[Saved entries]
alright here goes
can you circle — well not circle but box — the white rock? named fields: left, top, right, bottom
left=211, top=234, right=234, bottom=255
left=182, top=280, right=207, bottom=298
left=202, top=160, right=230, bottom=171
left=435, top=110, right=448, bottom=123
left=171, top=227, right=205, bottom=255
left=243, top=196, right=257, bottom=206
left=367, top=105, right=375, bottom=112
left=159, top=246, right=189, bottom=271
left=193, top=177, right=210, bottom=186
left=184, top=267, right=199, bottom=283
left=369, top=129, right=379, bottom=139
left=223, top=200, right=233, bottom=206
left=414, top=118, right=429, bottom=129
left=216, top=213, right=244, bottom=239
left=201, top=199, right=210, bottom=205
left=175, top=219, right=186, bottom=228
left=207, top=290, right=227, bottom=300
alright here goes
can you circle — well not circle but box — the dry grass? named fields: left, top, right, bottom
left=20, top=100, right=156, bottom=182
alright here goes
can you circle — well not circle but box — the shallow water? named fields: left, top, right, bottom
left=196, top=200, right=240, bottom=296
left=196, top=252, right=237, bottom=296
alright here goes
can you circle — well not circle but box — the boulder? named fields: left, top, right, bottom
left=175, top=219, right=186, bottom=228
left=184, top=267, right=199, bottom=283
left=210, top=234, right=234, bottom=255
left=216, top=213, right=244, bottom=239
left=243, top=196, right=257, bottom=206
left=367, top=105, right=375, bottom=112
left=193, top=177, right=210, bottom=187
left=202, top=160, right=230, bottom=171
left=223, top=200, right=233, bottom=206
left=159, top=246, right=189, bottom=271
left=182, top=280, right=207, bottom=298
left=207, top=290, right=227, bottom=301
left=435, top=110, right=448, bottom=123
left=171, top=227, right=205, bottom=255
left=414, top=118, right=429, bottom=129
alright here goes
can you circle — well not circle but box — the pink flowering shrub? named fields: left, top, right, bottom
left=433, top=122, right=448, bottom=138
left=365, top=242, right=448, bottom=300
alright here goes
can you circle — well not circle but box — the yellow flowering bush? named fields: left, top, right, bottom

Task statement: Each record above should be returned exactly as written.

Exercise answer:
alright here goes
can you circle — well not circle but box — the white rock? named fields: left, top, right, bottom
left=211, top=234, right=234, bottom=255
left=182, top=280, right=207, bottom=298
left=202, top=160, right=230, bottom=171
left=435, top=110, right=448, bottom=123
left=171, top=227, right=205, bottom=255
left=243, top=196, right=257, bottom=206
left=367, top=105, right=375, bottom=112
left=159, top=246, right=189, bottom=271
left=193, top=177, right=210, bottom=186
left=184, top=267, right=199, bottom=283
left=369, top=129, right=379, bottom=139
left=223, top=200, right=233, bottom=206
left=414, top=118, right=429, bottom=129
left=216, top=213, right=244, bottom=239
left=201, top=199, right=210, bottom=205
left=175, top=219, right=186, bottom=228
left=207, top=290, right=227, bottom=300
alright here goes
can you circle — well not circle but box — the dry grass? named fields: left, top, right, bottom
left=20, top=100, right=156, bottom=182
alright here goes
can you circle — well not circle but box — the shallow water? named fields: left, top, right, bottom
left=196, top=200, right=240, bottom=296
left=196, top=252, right=237, bottom=296
alright here goes
can you circle — well not circle but box — the boulder? named fields: left, top, right, bottom
left=175, top=219, right=186, bottom=228
left=184, top=267, right=199, bottom=283
left=210, top=234, right=234, bottom=255
left=216, top=213, right=244, bottom=239
left=243, top=196, right=257, bottom=206
left=367, top=105, right=375, bottom=112
left=193, top=177, right=210, bottom=187
left=202, top=160, right=230, bottom=171
left=223, top=200, right=233, bottom=206
left=159, top=246, right=189, bottom=271
left=182, top=280, right=207, bottom=298
left=207, top=290, right=227, bottom=301
left=435, top=110, right=448, bottom=123
left=171, top=227, right=205, bottom=255
left=414, top=118, right=429, bottom=129
alright here goes
can you circle — well not circle but box — the pink flowering shrub? named fields: left, top, right, bottom
left=433, top=122, right=448, bottom=138
left=365, top=242, right=448, bottom=300
alright here goes
can you circle — well not circle but box — the yellow flowering bush? named fields: left, top, right, bottom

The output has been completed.